Begin Provided records

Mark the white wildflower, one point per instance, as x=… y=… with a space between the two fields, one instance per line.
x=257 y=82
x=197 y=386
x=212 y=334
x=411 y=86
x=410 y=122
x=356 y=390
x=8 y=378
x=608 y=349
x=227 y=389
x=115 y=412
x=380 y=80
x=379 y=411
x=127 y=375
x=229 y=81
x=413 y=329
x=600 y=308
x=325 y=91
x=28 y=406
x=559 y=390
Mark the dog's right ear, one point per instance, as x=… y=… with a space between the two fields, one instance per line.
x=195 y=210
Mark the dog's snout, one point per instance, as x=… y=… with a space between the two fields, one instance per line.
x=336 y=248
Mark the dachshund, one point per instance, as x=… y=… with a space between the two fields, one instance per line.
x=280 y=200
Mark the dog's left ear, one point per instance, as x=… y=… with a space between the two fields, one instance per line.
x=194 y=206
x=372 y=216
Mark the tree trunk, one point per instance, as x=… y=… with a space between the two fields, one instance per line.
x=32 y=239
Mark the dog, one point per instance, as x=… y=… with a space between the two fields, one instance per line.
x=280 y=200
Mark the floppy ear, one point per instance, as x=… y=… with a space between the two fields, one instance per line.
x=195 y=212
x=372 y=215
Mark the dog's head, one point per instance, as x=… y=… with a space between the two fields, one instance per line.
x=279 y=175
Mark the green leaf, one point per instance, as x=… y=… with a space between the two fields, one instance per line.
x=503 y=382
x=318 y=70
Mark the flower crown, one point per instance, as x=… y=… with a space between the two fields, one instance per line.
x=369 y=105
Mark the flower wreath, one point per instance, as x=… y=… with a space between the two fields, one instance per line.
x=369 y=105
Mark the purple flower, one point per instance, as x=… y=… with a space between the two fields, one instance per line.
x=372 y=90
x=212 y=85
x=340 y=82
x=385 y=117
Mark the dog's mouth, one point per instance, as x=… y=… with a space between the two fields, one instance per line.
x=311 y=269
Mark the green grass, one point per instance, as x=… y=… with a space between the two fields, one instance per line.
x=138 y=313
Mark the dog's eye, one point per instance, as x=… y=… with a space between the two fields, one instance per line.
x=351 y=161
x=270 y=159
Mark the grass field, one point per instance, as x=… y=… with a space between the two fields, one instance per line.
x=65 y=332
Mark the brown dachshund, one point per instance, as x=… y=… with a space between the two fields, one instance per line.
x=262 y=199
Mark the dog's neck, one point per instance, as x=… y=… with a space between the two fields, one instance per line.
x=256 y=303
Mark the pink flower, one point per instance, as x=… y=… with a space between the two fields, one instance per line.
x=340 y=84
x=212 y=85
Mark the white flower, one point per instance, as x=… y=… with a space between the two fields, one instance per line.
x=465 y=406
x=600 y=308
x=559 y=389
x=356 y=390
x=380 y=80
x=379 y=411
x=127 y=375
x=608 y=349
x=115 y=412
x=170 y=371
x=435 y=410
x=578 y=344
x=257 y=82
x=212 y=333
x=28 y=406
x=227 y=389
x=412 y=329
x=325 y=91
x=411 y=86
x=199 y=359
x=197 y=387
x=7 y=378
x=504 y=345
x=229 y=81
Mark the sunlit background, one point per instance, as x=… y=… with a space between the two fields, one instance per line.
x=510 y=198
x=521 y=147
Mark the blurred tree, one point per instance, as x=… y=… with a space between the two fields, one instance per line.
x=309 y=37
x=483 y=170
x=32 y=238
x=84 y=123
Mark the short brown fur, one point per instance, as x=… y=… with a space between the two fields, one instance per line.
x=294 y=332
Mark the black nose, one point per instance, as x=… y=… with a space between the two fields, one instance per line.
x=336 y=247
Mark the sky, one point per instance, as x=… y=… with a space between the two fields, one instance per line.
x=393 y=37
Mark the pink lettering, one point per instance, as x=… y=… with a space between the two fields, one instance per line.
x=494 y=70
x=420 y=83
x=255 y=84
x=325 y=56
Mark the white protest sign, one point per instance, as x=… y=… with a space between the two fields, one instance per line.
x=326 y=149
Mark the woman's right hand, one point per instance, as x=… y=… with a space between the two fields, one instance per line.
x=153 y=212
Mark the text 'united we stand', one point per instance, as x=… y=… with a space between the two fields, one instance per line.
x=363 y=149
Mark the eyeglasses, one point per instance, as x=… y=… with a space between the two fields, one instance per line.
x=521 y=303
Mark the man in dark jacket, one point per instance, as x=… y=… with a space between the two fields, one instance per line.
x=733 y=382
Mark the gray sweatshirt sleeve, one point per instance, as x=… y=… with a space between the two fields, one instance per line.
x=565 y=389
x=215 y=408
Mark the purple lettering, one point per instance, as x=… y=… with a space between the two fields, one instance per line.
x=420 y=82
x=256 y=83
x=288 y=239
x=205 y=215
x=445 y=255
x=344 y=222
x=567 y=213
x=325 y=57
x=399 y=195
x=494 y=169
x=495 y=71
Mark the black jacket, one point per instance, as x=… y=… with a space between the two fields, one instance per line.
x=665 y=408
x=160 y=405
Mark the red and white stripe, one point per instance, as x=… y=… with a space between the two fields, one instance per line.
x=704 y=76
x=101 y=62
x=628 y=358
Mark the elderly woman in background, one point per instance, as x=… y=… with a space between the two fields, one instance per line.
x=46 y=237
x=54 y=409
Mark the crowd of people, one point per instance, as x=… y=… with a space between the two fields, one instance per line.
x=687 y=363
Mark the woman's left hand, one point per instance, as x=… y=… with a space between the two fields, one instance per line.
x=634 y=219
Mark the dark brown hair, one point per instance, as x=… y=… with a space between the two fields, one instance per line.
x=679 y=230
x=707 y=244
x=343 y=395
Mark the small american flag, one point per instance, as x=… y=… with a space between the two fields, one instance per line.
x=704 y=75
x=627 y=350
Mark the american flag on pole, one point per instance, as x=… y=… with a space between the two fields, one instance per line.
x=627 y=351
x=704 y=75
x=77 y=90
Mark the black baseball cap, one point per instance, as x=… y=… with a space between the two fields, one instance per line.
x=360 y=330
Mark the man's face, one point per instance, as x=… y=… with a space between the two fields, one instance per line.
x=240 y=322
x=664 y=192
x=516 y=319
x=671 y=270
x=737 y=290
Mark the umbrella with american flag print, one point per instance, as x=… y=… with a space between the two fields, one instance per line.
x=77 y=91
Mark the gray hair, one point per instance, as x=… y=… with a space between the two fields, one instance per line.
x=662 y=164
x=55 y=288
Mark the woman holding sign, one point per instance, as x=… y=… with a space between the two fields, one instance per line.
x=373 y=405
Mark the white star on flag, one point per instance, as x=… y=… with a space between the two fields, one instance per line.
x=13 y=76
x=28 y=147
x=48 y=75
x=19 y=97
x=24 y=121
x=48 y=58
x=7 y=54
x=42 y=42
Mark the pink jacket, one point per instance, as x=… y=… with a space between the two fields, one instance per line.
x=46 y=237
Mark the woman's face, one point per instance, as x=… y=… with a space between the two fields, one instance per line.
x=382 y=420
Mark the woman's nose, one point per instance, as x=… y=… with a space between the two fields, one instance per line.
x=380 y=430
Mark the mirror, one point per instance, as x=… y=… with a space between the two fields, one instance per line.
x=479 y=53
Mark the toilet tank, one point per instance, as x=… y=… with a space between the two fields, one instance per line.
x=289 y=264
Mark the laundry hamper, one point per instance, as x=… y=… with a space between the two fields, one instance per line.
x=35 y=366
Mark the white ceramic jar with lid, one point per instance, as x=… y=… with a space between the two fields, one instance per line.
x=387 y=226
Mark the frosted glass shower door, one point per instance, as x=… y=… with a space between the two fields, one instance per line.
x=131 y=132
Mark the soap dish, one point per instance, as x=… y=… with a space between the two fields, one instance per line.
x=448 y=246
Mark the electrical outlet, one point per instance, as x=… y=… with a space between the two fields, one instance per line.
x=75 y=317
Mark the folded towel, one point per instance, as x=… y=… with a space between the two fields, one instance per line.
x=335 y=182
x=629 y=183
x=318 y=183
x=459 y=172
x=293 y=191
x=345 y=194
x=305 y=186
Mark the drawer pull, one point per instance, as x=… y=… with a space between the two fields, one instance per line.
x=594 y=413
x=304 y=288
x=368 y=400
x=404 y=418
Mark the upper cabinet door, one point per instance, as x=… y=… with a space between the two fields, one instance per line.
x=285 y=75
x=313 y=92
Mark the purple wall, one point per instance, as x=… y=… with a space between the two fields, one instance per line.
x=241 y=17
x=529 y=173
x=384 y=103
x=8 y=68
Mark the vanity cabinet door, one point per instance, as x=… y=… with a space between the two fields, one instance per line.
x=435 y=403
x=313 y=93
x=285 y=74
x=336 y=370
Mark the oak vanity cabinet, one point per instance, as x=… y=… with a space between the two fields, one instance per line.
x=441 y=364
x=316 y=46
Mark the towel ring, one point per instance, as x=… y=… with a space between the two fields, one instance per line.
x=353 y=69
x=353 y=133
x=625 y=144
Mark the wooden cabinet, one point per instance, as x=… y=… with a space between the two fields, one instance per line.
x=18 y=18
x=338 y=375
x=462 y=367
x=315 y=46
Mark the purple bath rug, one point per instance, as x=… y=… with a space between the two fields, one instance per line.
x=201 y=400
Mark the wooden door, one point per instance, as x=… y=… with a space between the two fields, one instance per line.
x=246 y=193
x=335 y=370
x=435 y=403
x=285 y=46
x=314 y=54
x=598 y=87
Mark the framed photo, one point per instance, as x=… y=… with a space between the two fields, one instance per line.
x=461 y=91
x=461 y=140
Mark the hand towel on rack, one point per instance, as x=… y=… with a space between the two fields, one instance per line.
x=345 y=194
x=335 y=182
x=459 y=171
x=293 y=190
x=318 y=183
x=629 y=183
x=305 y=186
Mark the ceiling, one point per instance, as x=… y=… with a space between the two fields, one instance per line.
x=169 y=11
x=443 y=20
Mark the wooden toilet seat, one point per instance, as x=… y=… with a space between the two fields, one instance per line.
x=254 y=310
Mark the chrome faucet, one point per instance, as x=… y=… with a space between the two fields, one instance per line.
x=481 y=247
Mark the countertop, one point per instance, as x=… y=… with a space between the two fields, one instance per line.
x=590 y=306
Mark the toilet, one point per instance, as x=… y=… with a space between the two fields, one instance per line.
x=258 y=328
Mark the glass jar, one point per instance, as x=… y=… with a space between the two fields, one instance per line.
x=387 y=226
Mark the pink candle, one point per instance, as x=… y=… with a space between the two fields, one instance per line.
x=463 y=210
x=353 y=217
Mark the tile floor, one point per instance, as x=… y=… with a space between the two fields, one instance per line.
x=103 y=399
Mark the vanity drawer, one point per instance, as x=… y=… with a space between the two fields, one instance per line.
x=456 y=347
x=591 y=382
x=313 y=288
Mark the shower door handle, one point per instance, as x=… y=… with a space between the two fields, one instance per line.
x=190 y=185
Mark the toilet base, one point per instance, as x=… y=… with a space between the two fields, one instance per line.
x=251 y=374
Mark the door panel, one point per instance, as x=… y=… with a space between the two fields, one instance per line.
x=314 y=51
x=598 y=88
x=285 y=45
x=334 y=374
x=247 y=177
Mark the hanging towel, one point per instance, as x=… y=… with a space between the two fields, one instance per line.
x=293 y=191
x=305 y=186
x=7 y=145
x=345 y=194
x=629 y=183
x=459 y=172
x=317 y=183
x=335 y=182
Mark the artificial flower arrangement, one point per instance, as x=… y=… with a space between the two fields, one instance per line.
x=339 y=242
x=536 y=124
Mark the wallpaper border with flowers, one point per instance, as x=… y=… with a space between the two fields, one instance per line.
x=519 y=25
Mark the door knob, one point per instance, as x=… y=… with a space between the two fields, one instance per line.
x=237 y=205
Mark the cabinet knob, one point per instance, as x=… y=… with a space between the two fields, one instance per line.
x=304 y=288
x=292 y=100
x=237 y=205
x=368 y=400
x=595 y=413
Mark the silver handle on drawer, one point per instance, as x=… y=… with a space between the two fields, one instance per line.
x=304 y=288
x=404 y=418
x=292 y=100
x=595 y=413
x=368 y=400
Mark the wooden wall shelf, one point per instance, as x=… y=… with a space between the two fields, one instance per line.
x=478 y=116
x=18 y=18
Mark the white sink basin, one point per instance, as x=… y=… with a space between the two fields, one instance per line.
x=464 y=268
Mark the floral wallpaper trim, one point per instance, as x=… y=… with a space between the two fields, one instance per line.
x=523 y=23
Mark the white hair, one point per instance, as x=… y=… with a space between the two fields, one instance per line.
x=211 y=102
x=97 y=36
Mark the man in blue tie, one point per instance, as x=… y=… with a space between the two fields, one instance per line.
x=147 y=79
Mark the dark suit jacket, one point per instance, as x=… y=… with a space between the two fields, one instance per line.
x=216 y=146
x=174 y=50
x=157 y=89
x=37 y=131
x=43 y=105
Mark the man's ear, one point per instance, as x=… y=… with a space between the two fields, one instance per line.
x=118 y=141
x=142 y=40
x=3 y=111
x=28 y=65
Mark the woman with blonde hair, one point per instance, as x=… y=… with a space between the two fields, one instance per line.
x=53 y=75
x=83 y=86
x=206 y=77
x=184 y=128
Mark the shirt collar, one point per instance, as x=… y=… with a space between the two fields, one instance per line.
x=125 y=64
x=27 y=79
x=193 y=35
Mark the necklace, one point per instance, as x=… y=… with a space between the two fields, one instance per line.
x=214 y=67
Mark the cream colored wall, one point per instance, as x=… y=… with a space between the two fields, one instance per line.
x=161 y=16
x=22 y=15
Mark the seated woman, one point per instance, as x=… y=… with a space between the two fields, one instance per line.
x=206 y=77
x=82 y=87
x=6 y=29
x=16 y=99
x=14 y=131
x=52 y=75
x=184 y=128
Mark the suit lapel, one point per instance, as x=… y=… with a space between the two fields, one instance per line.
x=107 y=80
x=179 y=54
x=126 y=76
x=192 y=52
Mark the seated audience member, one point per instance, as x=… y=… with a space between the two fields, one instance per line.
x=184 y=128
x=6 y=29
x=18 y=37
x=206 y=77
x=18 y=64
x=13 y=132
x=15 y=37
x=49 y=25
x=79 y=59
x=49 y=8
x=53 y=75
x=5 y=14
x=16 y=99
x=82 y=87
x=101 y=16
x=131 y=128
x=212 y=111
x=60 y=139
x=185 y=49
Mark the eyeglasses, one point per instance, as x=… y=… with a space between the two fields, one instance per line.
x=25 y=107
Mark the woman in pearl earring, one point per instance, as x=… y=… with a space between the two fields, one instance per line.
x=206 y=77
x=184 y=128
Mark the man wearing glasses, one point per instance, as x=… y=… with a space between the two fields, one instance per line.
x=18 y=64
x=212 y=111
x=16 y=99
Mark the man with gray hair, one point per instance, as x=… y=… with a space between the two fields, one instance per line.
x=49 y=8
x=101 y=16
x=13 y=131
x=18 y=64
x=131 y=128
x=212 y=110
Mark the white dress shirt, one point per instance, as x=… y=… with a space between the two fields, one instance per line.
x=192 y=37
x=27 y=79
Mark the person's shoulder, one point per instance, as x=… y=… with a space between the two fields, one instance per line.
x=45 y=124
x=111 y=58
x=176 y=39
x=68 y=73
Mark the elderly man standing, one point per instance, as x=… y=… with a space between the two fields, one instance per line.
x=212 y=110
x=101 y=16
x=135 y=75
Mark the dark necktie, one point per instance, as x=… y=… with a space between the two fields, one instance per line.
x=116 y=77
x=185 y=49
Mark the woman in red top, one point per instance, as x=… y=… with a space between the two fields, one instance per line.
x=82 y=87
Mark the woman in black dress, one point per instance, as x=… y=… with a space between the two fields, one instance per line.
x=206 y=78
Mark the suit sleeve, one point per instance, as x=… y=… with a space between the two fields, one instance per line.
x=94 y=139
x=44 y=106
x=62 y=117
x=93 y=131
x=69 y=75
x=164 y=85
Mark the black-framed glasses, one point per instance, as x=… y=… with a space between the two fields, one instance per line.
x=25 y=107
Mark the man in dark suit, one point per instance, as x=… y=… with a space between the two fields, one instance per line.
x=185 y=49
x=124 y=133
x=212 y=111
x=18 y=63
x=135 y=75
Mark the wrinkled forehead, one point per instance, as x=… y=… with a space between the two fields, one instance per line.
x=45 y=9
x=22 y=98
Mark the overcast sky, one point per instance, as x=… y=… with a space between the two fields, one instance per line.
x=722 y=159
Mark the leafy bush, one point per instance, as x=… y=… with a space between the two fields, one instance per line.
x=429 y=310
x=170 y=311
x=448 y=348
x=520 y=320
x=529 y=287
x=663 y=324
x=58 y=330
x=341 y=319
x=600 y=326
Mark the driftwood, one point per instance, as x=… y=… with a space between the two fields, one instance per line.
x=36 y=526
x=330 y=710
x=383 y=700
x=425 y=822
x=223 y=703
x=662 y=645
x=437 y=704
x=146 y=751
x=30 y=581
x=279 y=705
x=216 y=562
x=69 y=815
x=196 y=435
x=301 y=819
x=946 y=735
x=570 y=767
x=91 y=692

End Provided records

▶ Aim of the task
Reproduce the items from the start through the line containing "x=559 y=390", with "white wildflower" changed to "daisy" and nothing else altered.

▶ Task answer
Mark the daisy, one point per instance, as x=… y=… with a space between the two fields, one instance per line.
x=257 y=82
x=197 y=386
x=212 y=334
x=411 y=86
x=410 y=122
x=356 y=390
x=8 y=378
x=608 y=349
x=227 y=389
x=115 y=412
x=380 y=80
x=379 y=411
x=127 y=375
x=229 y=81
x=413 y=329
x=600 y=308
x=325 y=91
x=28 y=406
x=559 y=390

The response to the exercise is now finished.